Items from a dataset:
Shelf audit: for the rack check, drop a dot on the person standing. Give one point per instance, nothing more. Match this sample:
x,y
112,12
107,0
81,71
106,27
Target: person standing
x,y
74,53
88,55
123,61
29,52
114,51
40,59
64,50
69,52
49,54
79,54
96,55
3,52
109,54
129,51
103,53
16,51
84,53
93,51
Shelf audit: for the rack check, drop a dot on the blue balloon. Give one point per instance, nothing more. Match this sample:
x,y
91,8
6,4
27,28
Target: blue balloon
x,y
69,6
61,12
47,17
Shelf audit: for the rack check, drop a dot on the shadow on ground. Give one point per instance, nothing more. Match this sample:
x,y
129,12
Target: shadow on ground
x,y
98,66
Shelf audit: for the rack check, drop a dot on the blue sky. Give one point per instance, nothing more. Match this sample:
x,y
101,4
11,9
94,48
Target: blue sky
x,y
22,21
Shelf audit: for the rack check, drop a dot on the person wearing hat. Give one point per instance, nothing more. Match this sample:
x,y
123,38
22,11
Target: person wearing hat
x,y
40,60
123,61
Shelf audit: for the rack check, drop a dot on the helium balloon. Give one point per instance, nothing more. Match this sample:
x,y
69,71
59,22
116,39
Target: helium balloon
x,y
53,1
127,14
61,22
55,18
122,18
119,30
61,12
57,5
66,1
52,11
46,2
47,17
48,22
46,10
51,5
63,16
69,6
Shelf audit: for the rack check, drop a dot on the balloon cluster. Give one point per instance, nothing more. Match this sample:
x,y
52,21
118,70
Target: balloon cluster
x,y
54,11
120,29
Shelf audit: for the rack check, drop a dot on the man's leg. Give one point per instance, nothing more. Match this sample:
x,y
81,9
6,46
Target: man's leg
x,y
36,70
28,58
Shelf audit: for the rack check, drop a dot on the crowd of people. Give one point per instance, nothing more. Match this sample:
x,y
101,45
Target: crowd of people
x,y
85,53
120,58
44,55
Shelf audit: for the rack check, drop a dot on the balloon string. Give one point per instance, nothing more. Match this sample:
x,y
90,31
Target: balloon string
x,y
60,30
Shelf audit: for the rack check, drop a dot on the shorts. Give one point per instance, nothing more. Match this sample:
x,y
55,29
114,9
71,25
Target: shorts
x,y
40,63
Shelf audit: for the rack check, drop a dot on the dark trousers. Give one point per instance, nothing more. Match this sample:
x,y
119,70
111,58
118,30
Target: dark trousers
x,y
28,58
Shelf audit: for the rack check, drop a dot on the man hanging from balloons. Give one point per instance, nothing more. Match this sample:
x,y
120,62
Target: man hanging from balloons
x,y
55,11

## Requirement
Could you retype every record above exactly as given?

## Solution
Shelf audit: for the rack check, drop a dot on the person standing. Give one point per instance, nothing more. Match this sample:
x,y
112,12
107,0
81,71
106,27
Target: person standing
x,y
74,53
88,55
123,61
29,52
114,51
40,59
64,50
69,52
49,54
79,54
96,55
3,52
109,54
129,51
103,53
16,51
84,53
93,51
Shelf audit: for the rack check, drop a dot on the blue balloon. Give one point per instance, nothing more. Match this sample:
x,y
91,8
6,4
27,28
Target: blue balloon
x,y
69,6
61,12
47,17
Shelf audit: for the rack check, drop a dot on the shadow on ground. Give one point per instance, nothing more. Match this sample:
x,y
129,12
Target: shadow on ground
x,y
98,66
Shelf audit: for the rack check, drop a dot on the blue sky. Give one point per instance, nothing more. Match this sample:
x,y
101,4
11,9
94,48
Target: blue sky
x,y
22,21
Shelf audit: for the rack check, drop a dot on the person wearing hat. Give one point per instance, nothing more. Match this sample:
x,y
123,38
22,11
Target: person wearing hat
x,y
40,60
123,61
Shelf audit: for the rack check, drop a dot on the helium balloon. Give one point per instance, nothing more. Match this sample:
x,y
69,71
59,22
116,39
Target: helium balloon
x,y
53,1
127,14
61,22
55,18
122,18
119,30
61,12
57,5
66,1
52,11
46,2
47,17
48,22
46,10
51,5
63,16
69,6
Shelf audit: for the rack check, drop a dot on the balloon cluster. Give one point per instance, nothing more. Match this sample:
x,y
52,21
118,70
Target: balloon cluster
x,y
54,11
120,29
Shelf audit: for the rack check, drop a dot on the man's leg. Give one point per instance, nothing more. Match this sample:
x,y
81,9
6,46
Target: man's leg
x,y
36,70
28,58
Shelf audit: for the rack check, drop a dot on the crowd of people. Give one point per instance, nothing more. Match this sample:
x,y
101,45
Target: crowd of people
x,y
85,53
120,58
44,55
Shelf audit: for the rack check, drop a dot on the balloon string. Give one point per instance, nothing more. Match this sample:
x,y
90,31
Target: balloon string
x,y
60,30
Shelf audit: for the rack check, drop a dot on the shorts. Give one point per instance, nothing more. Match this sample:
x,y
55,29
114,9
71,25
Target: shorts
x,y
40,63
Shelf audit: for the rack check, drop a dot on the dark trousers. Give one point per instance, nothing more. Match this sample:
x,y
119,70
111,58
118,30
Target: dark trousers
x,y
28,58
Shelf audit: for the rack check, drop a dot on the man hanging from balloons. Give one point per instance, nothing more. Match this sample:
x,y
120,62
Target: man hanging from balloons
x,y
55,11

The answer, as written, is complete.